• SOURCE DATA:
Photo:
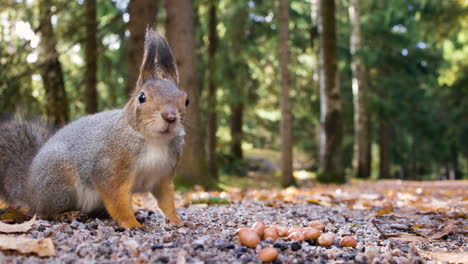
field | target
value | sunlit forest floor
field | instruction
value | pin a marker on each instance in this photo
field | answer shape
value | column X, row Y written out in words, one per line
column 393, row 221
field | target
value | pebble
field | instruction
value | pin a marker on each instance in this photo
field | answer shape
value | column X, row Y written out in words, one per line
column 155, row 246
column 399, row 226
column 102, row 241
column 295, row 246
column 281, row 245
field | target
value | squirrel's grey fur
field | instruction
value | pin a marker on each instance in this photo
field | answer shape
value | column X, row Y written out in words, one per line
column 34, row 165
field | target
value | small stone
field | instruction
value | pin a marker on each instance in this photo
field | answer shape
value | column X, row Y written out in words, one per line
column 155, row 246
column 295, row 246
column 130, row 244
column 240, row 251
column 281, row 245
column 399, row 226
column 198, row 244
column 403, row 248
column 182, row 231
column 164, row 259
column 246, row 259
column 226, row 246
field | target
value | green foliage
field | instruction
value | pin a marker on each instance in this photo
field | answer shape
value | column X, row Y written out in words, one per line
column 415, row 52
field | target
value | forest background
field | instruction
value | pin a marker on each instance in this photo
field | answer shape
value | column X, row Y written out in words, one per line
column 294, row 90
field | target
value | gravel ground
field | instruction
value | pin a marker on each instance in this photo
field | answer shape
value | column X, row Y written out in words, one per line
column 208, row 236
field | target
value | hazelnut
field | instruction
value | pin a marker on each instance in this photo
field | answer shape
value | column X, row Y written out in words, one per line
column 268, row 254
column 326, row 240
column 282, row 231
column 271, row 232
column 317, row 225
column 295, row 228
column 311, row 233
column 296, row 235
column 259, row 228
column 348, row 241
column 242, row 229
column 249, row 238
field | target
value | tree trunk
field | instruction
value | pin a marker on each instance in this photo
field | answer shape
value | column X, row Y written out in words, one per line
column 237, row 114
column 51, row 69
column 361, row 163
column 181, row 36
column 384, row 149
column 91, row 57
column 237, row 104
column 142, row 14
column 330, row 104
column 287, row 177
column 212, row 115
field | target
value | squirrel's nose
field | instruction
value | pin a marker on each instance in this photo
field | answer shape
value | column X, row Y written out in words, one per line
column 169, row 117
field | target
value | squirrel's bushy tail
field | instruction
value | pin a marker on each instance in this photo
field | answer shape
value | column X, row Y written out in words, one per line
column 20, row 140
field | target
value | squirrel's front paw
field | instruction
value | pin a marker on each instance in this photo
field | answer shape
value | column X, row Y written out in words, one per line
column 130, row 224
column 173, row 220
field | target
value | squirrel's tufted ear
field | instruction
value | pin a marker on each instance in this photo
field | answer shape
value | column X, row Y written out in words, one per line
column 158, row 61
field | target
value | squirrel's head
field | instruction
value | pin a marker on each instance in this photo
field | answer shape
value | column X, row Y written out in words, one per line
column 157, row 106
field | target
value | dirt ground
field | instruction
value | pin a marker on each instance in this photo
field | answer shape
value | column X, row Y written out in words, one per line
column 393, row 222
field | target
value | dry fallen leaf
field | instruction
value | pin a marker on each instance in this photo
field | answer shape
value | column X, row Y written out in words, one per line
column 435, row 233
column 17, row 228
column 145, row 201
column 42, row 247
column 14, row 215
column 451, row 257
column 387, row 209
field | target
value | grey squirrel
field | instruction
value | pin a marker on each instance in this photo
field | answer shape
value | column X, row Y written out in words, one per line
column 98, row 161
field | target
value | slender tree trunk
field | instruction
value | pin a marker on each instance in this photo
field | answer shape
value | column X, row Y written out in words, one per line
column 285, row 100
column 237, row 114
column 330, row 103
column 181, row 36
column 142, row 14
column 384, row 149
column 361, row 162
column 51, row 70
column 91, row 57
column 238, row 79
column 212, row 115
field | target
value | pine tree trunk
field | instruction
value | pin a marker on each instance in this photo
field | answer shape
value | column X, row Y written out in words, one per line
column 91, row 57
column 287, row 178
column 142, row 14
column 181, row 36
column 330, row 103
column 361, row 163
column 384, row 149
column 51, row 69
column 237, row 114
column 237, row 104
column 212, row 115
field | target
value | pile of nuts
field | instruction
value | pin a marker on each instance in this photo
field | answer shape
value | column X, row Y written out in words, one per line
column 251, row 236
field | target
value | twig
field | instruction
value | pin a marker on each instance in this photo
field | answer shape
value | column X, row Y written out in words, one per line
column 378, row 229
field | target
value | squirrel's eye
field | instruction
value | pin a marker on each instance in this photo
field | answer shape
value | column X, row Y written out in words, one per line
column 142, row 98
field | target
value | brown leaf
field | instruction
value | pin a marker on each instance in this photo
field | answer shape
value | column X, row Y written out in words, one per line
column 435, row 233
column 408, row 238
column 145, row 201
column 386, row 210
column 446, row 230
column 451, row 257
column 42, row 247
column 17, row 228
column 12, row 215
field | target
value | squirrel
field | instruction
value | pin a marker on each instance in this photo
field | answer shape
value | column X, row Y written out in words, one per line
column 96, row 162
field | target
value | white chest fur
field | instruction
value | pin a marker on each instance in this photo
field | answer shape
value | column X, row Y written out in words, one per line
column 154, row 163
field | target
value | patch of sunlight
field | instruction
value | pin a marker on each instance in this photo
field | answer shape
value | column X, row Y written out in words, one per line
column 304, row 175
column 269, row 115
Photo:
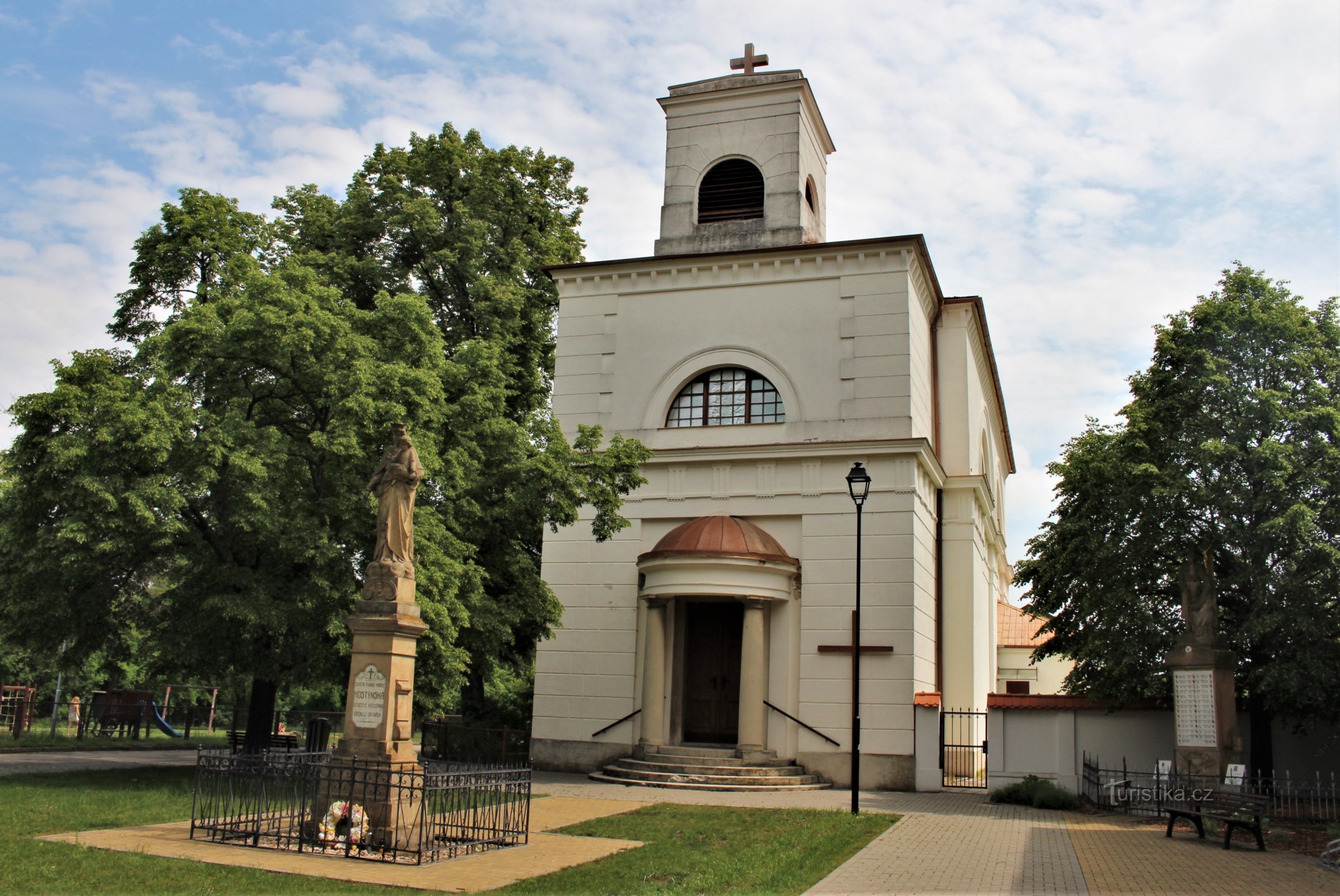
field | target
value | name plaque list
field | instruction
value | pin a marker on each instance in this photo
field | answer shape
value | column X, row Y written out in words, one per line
column 1193, row 701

• SHORT TASK:
Can you recast all of the items above as a two-column CSV with the headers "label_request" and "marker_points", one row per item holding its text and its answer, each in a single quoted field with line breaks replaced by spaces? Leave the pictures out.

• EXERCISE SOLUTION:
label_request,marker_points
"Photo: field | target value | sunlit forest floor field | instruction value | pin a marker on each instance in this photo field | answer shape value | column X, row Y written out in words, one per line","column 393, row 221"
"field | target value | pebble field | instruction value | pin a marker on each instance in this photo field | answer shape value | column X, row Y written out in words, one per line","column 155, row 246 column 399, row 226 column 102, row 241 column 295, row 246 column 281, row 245"
"field | target value | squirrel's grey fur field | instruction value | pin a marker on each instance in this photo field | answer shape value | column X, row Y written out in words, one per line","column 34, row 165"
"field | target value | small stone field | instruction value | pin a marker on each instance in this photo field | answer shape value | column X, row Y written out in words, one per line","column 155, row 246 column 295, row 246 column 130, row 244 column 240, row 251 column 281, row 245 column 399, row 226 column 198, row 244 column 403, row 248 column 182, row 231 column 164, row 259 column 246, row 259 column 226, row 246"
"field | target value | green foliage field | instruction value | pin a marker on each instance in this photo field | answer shape value | column X, row Y written out in words, one per line","column 415, row 52"
"field | target value | forest background field | instruction value | pin a marker on each instance in this photo field | answer shape value | column X, row Y written out in words, one per line","column 294, row 90"
"field | target value | gravel ground field | instruction value | pin a marker on each instance in this photo field | answer shape value | column X, row Y written out in words, one per line","column 208, row 236"
"field | target value | hazelnut field | instruction value | pin a marker on each instance in this photo field | answer shape value | column X, row Y written out in words, one per line","column 268, row 254 column 326, row 240 column 282, row 231 column 271, row 232 column 317, row 225 column 295, row 228 column 311, row 233 column 296, row 235 column 259, row 228 column 348, row 241 column 242, row 229 column 249, row 238"
"field | target value | tree trunk field | instruction value | pin a marker on each instance in this photo field | answer shape value | column X, row Y written out in words, one per line","column 237, row 114 column 51, row 69 column 361, row 163 column 181, row 36 column 384, row 149 column 91, row 57 column 237, row 104 column 142, row 14 column 330, row 104 column 287, row 177 column 212, row 115"
"field | target value | squirrel's nose field | instruction value | pin a marker on each instance in this photo field | answer shape value | column X, row Y written out in words, one per line","column 169, row 117"
"field | target value | squirrel's bushy tail field | instruction value | pin a marker on each instance in this photo field | answer shape value | column X, row Y written out in words, one per line","column 20, row 140"
"field | target value | squirrel's front paw field | instruction value | pin a marker on each instance in this photo field | answer shape value | column X, row Y written out in words, one per line","column 130, row 224 column 173, row 220"
"field | target value | squirrel's tufted ear field | instruction value | pin a marker on each instance in this photo field | answer shape value | column X, row Y written out in words, one per line","column 158, row 61"
"field | target value | squirrel's head field | instruction value | pin a marker on each instance in this photo field | answer shape value | column X, row Y written out in words, one per line","column 157, row 106"
"field | target value | dirt ground field | instruction value | pin a marker on each instance in this photo field | answer shape value | column X, row Y written out in words, one per line","column 393, row 222"
"field | target value | dry fallen leaf field | instruction value | pin a marker on each instance in this photo field | answer shape value | column X, row Y written out in words, one per line","column 435, row 233 column 17, row 228 column 145, row 201 column 42, row 247 column 14, row 215 column 451, row 257 column 387, row 209"
"field | target value | grey squirrel field | instruction value | pin a marker on each instance in this photo field | answer shape value | column X, row Y written out in words, one per line","column 98, row 161"
"field | target value | slender tree trunk field | instruction value | pin a marker on each instance in this photo field | answer shape value | column X, row Y written out in words, one per line","column 285, row 100 column 237, row 114 column 330, row 103 column 181, row 36 column 142, row 14 column 384, row 149 column 361, row 162 column 51, row 70 column 91, row 57 column 238, row 79 column 212, row 115"
"field | target value | pine tree trunk field | instruction value | pin a marker on each instance in this photo field | answer shape value | column X, row Y written out in words, one per line","column 91, row 57 column 287, row 178 column 142, row 14 column 181, row 36 column 330, row 103 column 361, row 163 column 384, row 149 column 51, row 69 column 237, row 114 column 237, row 104 column 212, row 115"
"field | target value | pile of nuts field | instruction value | pin a marker on each instance in this photo field | answer shape value | column X, row Y written out in words, one per line","column 251, row 236"
"field | target value | twig field | instruction value | pin a marker on each instance in this photo field | answer shape value | column X, row Y written out in words, one per line","column 378, row 229"
"field | target value | squirrel's eye field | instruction value | pin a marker on each instance in this photo field | answer shape value | column X, row Y written out in words, one per line","column 142, row 98"
"field | target value | brown leaf field | instruction value | pin a marker on each instance in this photo field | answer shape value | column X, row Y written out in words, one per line","column 435, row 233 column 408, row 238 column 145, row 201 column 386, row 210 column 446, row 230 column 451, row 257 column 42, row 247 column 17, row 228 column 12, row 215"
"field | target value | squirrel field | instruction value | pin a marker on each instance in this photo field | answer shape value | column X, row Y written out in words, one per line","column 96, row 162"
"field | target value | white chest fur field | instruction value | pin a marker on each instance in this photo field | answer shape value | column X, row Y written out in words, one per line","column 154, row 163"
"field | target value | patch of sunlight field | instruction value | pin a marker on each instance in this photo field | answer shape value | column X, row Y written out in words, one per line","column 304, row 175 column 269, row 115"
"Photo: field | target value | name plaque list field | instruction value | pin a marker on each instance in this photo field | answer shape value | column X, row Y written out in words, one per line","column 1193, row 701"